### What you are asked to do
List each line of the data that holds the word "blurred".

### Stored data entries

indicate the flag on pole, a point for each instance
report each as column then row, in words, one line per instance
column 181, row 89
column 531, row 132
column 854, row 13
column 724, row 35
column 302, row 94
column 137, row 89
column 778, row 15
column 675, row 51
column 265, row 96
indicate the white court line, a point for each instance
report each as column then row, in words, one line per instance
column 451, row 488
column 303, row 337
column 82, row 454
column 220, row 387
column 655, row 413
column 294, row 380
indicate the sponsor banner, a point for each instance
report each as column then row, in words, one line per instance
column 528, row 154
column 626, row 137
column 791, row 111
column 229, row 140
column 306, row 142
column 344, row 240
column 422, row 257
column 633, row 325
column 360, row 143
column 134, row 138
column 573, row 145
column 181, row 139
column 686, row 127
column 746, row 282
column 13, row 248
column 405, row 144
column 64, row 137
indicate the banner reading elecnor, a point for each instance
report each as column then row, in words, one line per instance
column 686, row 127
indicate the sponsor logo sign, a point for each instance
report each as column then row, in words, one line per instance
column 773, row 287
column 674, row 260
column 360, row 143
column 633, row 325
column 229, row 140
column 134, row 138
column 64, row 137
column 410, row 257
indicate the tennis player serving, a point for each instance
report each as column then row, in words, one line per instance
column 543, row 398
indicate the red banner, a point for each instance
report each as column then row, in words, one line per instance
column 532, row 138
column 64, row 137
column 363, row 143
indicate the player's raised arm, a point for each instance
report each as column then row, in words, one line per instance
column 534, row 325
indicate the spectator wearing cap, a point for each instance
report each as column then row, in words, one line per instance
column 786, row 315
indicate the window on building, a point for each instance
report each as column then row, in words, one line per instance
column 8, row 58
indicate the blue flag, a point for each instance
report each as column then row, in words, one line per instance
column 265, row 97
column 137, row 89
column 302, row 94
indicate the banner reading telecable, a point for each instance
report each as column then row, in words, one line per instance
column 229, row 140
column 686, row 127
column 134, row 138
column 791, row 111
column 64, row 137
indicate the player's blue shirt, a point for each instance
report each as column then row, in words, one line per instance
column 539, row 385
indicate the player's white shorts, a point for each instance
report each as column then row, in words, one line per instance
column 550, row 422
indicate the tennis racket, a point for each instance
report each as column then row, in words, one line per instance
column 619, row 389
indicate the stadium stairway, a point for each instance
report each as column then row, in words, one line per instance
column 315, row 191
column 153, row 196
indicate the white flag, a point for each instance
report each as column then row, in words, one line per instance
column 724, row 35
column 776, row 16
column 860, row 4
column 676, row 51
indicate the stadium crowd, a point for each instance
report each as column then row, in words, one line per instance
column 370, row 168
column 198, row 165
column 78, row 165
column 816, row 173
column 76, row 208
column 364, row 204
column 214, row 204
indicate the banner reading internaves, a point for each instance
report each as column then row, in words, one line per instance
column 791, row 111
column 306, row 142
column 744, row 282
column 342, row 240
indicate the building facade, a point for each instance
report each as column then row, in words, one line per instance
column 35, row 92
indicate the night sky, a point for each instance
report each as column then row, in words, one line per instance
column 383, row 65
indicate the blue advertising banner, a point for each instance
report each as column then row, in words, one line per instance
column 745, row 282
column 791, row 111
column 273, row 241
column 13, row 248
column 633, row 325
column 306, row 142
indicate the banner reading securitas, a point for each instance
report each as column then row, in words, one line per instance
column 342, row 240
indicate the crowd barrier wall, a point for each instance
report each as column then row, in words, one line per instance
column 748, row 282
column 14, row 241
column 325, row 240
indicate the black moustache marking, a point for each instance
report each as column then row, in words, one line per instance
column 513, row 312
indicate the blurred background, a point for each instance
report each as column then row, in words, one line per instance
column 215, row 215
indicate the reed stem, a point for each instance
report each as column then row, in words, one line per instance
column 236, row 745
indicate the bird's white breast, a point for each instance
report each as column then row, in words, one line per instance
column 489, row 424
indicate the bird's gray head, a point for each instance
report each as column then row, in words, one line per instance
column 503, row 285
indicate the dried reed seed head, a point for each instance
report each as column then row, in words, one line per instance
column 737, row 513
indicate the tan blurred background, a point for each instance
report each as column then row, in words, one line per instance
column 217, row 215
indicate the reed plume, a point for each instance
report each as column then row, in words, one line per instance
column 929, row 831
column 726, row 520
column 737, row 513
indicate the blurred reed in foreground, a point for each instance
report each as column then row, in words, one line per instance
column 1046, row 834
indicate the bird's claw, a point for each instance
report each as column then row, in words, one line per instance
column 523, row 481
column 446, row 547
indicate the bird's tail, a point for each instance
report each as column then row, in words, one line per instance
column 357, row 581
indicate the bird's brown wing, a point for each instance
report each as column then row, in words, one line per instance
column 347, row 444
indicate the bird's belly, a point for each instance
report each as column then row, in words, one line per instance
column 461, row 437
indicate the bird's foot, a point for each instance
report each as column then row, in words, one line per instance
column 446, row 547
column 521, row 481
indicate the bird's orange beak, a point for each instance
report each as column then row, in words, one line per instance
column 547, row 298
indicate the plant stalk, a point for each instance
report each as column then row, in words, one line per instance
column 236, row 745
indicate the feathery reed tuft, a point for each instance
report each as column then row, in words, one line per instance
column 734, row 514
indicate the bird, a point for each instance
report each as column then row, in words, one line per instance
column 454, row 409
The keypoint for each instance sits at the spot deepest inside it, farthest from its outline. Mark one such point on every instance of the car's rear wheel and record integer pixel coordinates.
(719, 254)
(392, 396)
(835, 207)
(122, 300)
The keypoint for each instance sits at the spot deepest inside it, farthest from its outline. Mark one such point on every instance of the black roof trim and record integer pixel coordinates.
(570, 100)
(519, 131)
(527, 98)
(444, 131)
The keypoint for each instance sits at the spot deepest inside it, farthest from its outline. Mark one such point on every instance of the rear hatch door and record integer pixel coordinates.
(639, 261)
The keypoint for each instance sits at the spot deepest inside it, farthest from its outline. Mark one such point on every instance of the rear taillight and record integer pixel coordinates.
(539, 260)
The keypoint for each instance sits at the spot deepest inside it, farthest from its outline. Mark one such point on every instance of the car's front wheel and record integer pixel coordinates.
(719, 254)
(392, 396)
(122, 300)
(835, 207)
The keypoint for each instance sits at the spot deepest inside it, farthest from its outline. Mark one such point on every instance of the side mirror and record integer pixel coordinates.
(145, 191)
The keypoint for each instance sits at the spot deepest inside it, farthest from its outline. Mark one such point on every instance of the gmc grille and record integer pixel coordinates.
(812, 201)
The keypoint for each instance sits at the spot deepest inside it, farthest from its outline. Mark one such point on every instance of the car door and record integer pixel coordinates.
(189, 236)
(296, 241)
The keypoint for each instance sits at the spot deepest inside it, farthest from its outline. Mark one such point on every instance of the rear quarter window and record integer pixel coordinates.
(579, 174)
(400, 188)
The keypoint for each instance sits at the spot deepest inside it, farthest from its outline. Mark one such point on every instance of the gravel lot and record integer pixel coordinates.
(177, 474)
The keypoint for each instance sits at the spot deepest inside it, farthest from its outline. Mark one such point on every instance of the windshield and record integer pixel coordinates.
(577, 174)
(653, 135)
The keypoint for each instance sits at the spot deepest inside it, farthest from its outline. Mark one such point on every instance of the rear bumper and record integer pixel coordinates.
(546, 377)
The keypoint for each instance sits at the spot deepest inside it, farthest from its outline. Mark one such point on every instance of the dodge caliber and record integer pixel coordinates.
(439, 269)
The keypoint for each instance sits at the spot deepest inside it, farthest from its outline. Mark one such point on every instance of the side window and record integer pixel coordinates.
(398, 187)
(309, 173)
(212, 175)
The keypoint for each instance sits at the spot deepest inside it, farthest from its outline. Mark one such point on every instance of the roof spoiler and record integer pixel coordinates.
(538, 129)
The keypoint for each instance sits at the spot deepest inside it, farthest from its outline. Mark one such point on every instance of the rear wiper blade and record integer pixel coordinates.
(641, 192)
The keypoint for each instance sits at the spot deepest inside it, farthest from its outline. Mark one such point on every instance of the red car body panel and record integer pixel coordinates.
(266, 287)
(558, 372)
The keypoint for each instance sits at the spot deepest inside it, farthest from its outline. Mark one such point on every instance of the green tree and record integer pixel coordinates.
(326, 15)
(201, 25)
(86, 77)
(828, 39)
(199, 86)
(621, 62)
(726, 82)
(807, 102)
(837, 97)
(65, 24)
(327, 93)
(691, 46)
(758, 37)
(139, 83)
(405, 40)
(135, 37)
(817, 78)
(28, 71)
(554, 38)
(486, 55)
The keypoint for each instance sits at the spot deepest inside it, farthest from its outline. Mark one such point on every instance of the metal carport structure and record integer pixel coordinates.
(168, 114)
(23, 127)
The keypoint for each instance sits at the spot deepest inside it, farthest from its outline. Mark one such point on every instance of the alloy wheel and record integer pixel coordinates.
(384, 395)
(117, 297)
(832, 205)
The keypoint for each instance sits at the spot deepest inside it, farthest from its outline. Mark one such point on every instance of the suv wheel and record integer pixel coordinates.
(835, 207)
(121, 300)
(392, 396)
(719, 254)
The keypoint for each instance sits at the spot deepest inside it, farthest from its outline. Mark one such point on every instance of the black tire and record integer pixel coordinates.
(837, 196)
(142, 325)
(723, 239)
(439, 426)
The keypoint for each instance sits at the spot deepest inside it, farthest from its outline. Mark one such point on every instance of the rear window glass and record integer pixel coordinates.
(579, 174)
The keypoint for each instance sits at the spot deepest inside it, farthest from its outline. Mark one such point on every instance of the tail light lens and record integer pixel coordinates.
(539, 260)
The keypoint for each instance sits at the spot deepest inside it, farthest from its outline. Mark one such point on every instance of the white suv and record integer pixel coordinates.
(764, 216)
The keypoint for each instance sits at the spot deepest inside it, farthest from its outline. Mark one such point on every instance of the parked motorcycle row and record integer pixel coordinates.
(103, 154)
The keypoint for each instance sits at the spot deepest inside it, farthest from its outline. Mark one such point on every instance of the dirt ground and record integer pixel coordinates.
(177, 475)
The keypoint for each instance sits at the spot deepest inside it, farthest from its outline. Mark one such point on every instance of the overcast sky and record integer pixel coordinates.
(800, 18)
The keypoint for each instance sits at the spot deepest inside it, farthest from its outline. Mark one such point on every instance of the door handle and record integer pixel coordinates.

### Solution for this exercise
indicate the blurred background, a point for each instance
indicate the tan blurred background, a point for each instance
indicate the blurred reed in foreground, a point for each instance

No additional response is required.